### DIRECTIONS
The stretch wanted below opens at the line containing "Query: measuring tape" and closes at the line containing "Every instance of the orange measuring". Please return it exactly, with no other lines.

### Stored items from a collection

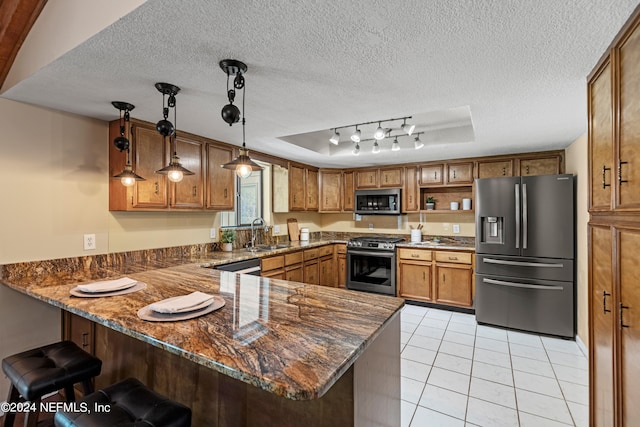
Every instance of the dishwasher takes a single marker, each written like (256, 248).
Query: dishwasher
(249, 266)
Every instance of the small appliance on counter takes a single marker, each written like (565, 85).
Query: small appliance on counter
(371, 264)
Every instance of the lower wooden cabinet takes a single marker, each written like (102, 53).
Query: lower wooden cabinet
(443, 277)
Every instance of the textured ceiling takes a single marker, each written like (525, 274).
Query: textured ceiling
(517, 68)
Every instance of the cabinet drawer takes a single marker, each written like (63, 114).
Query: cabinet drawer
(420, 254)
(272, 263)
(454, 257)
(326, 250)
(310, 254)
(293, 258)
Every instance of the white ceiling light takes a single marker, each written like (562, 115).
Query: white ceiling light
(355, 137)
(395, 146)
(379, 133)
(335, 138)
(407, 128)
(376, 148)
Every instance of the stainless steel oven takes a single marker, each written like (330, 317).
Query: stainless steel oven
(371, 264)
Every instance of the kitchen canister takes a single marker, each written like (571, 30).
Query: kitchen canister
(304, 234)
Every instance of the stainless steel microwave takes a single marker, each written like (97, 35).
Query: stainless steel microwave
(378, 202)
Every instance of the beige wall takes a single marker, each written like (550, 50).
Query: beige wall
(577, 164)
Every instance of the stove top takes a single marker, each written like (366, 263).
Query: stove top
(374, 242)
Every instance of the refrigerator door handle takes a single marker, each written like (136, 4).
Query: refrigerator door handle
(521, 264)
(525, 223)
(517, 216)
(522, 285)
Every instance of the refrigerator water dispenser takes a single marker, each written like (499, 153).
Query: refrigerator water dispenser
(492, 229)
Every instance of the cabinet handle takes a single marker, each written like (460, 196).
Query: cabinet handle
(620, 180)
(604, 174)
(605, 294)
(622, 307)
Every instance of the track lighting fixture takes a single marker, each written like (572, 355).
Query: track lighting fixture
(174, 170)
(395, 146)
(407, 128)
(335, 138)
(376, 148)
(243, 165)
(127, 177)
(357, 135)
(379, 133)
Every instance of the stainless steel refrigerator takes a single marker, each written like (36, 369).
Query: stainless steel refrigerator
(525, 246)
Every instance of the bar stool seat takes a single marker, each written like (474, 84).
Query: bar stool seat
(36, 372)
(126, 403)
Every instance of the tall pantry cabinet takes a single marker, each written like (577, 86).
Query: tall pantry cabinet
(613, 92)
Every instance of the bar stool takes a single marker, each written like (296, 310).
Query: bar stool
(126, 403)
(36, 372)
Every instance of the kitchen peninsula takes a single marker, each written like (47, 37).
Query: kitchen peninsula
(278, 353)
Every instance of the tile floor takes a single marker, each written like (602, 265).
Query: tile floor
(458, 373)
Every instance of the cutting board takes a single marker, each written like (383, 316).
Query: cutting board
(294, 231)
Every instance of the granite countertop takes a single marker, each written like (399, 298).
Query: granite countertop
(291, 339)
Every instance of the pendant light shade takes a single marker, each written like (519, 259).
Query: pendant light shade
(127, 177)
(243, 165)
(174, 170)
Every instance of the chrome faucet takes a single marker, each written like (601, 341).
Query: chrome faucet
(253, 230)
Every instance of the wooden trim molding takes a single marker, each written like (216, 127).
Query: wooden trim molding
(16, 19)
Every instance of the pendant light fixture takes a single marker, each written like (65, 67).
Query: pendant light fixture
(174, 170)
(127, 177)
(243, 165)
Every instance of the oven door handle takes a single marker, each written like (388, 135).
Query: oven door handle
(372, 253)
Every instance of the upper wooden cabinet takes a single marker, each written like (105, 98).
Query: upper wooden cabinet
(220, 181)
(303, 188)
(391, 177)
(495, 168)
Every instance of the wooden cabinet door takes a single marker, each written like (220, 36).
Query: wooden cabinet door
(495, 168)
(391, 178)
(150, 153)
(602, 173)
(628, 153)
(327, 271)
(311, 272)
(367, 178)
(629, 325)
(297, 184)
(453, 284)
(540, 166)
(311, 203)
(294, 273)
(460, 173)
(348, 202)
(189, 193)
(220, 181)
(410, 197)
(601, 315)
(330, 191)
(414, 281)
(431, 175)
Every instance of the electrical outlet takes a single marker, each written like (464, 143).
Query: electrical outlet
(89, 242)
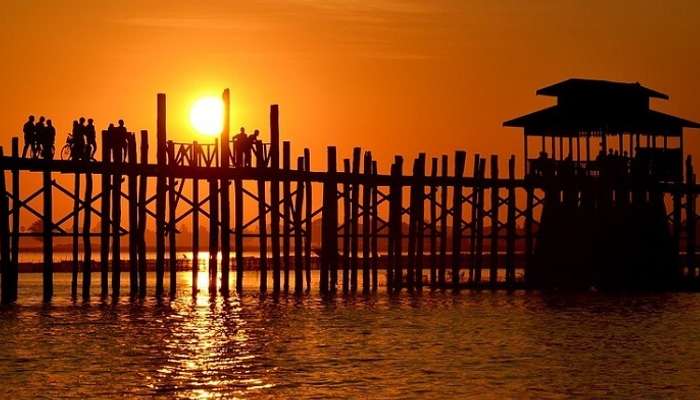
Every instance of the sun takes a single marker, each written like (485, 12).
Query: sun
(207, 115)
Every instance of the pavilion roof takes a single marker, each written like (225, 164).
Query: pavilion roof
(561, 121)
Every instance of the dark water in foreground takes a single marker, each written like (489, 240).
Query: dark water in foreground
(431, 345)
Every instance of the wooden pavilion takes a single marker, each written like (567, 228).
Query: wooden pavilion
(597, 117)
(604, 222)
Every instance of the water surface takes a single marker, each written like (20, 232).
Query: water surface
(426, 345)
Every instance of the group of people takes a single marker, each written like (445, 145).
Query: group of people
(243, 146)
(612, 163)
(81, 144)
(82, 140)
(39, 138)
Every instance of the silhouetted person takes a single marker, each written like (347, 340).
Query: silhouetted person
(49, 140)
(90, 137)
(239, 145)
(121, 137)
(39, 134)
(252, 146)
(29, 130)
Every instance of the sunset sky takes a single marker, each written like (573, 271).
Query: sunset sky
(392, 76)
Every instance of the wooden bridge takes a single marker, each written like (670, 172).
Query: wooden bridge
(437, 225)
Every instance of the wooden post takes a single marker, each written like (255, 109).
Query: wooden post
(262, 224)
(172, 229)
(354, 209)
(161, 148)
(460, 160)
(87, 245)
(479, 220)
(195, 221)
(143, 189)
(347, 215)
(473, 220)
(213, 234)
(690, 218)
(48, 236)
(14, 274)
(298, 245)
(275, 197)
(510, 225)
(75, 237)
(495, 200)
(329, 240)
(375, 230)
(116, 221)
(225, 208)
(396, 232)
(5, 238)
(412, 223)
(433, 223)
(366, 214)
(286, 203)
(443, 223)
(420, 220)
(104, 217)
(238, 235)
(133, 219)
(308, 226)
(529, 205)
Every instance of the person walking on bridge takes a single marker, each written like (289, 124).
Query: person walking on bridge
(29, 130)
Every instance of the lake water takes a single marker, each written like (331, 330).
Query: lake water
(426, 345)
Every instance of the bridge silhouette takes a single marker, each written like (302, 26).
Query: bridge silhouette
(564, 223)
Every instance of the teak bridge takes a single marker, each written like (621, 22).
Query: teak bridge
(621, 219)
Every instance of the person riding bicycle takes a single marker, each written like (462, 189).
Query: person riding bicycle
(75, 140)
(91, 141)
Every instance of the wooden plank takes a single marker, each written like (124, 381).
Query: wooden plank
(479, 223)
(238, 236)
(433, 223)
(104, 219)
(298, 241)
(308, 226)
(14, 272)
(330, 225)
(366, 221)
(195, 222)
(460, 159)
(690, 218)
(47, 236)
(133, 219)
(75, 237)
(286, 214)
(142, 221)
(375, 231)
(347, 232)
(262, 221)
(396, 200)
(213, 235)
(412, 232)
(5, 254)
(420, 220)
(87, 245)
(495, 199)
(354, 209)
(172, 229)
(443, 223)
(116, 222)
(275, 197)
(225, 190)
(510, 225)
(161, 157)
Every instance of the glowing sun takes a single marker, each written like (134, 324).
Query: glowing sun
(207, 115)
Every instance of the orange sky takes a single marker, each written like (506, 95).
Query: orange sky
(392, 76)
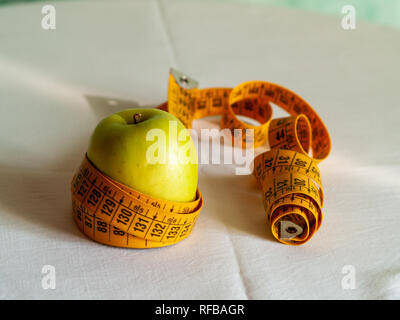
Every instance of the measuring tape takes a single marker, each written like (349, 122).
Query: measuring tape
(111, 213)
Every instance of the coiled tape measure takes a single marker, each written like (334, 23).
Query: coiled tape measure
(114, 214)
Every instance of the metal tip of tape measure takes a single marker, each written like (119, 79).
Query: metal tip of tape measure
(184, 80)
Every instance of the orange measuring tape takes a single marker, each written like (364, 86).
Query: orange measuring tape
(114, 214)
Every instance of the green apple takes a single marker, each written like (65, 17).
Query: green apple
(123, 146)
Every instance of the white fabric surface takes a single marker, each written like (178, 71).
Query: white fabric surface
(49, 81)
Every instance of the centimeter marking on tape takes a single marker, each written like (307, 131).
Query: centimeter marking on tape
(113, 214)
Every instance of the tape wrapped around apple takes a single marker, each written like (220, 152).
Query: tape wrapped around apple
(148, 150)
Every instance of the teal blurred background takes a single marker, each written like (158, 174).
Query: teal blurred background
(384, 12)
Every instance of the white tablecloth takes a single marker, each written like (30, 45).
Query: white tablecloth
(55, 86)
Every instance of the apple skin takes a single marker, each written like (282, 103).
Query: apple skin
(118, 149)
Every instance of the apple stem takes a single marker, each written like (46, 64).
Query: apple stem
(136, 117)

### OUTPUT OF THE EXERCISE
Query: measuring tape
(111, 213)
Every instance of the coiled tape measure takes a single marker, each written like (334, 23).
Query: coiled tape measure
(114, 214)
Every instance of the metal tip of tape measure takes a single marker, each written like (119, 79).
Query: metal tip of tape measure
(184, 80)
Every instance of the orange measuring tape takes a single marker, each written like (364, 86).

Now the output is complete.